● Trecho do documento:
□ □ □

Tenho muitos amigos com mais de sessenta anos, como eu. E, ao lado deles, quase sempre, uma grande mulher. Não uma figura recatada e do lar como era Terta ou como é Marcela. Pelo contrário. Terta, a mulher de Pantaleão – uma criação de Chico Anísio – era aquela que estava sempre sentada ao seu lado, com a única finalidade de confirmar as lorotas do marido.
Terta só fazia responder verdade, quando ele perguntava é mentira, Terta?
Pantaleão era um senhor de idade, vivido, barbas longas e brancas, usando um par de óculos, cuja lente escura ficava apenas cobrindo o olho esquerdo. Pantaleão passava o dia numa cadeira de balanço contando histórias e mais histórias. Meus amigos são diferentes.
As histórias deles são também muitas, mas verdadeiras, todas elas vividas nesses mais de seis décadas de vida. Mas, o que tenho percebido nos últimos tempos é que a Terta de cada um nós está ali para fazer-nos lembrar de um rosário de nomes, lugares, pratos e situações. Um dia ainda vou perguntar pro doutor Drauzio Varella o que acontece. A mulher tem mais memória que o homem? Sei que os meus amigos andam pedindo muito a ajuda delas ultimamente.

□ □ □

● Dados fornecidos:
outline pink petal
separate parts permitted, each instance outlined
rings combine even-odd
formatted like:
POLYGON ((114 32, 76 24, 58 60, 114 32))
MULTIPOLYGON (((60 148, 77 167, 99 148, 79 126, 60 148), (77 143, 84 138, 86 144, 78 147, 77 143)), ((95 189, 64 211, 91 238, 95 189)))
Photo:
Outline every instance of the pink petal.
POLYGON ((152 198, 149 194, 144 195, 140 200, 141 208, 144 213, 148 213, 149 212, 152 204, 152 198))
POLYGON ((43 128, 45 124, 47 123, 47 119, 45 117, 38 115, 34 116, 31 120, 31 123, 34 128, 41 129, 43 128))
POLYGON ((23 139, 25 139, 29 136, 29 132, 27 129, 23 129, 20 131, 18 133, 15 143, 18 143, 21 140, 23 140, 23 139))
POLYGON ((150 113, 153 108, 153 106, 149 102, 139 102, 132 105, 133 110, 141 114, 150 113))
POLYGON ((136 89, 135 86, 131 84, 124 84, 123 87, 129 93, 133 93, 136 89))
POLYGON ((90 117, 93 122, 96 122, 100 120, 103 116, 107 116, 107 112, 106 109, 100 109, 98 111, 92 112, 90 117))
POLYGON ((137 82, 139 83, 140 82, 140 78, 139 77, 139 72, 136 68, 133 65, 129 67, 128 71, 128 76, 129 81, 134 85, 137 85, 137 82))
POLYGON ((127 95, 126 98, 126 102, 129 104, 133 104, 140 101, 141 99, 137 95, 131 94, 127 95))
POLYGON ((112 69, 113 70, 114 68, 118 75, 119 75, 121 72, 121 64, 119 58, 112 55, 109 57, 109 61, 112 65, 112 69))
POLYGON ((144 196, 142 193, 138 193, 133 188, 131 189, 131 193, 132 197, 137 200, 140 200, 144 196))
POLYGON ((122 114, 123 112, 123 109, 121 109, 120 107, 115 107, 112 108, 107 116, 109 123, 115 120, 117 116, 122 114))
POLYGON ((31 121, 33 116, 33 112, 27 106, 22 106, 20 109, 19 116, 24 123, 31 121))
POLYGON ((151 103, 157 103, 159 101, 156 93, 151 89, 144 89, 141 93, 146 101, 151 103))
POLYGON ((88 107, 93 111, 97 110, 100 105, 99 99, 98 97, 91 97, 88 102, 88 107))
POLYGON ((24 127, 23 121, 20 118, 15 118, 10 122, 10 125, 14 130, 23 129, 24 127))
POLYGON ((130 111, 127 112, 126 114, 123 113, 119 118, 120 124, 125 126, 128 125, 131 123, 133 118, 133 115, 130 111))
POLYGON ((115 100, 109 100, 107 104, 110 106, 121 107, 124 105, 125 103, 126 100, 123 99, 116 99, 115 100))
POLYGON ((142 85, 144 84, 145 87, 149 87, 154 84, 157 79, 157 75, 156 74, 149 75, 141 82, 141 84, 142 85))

□ □ □

● Exercício: Liste todos os nomes próprios de pessoas ou personagens citados no trecho sobre Terta e Pantaleão.

● Tarefa resolvida: Terta, Marcela, Pantaleão, Chico Anísio, Drauzio Varella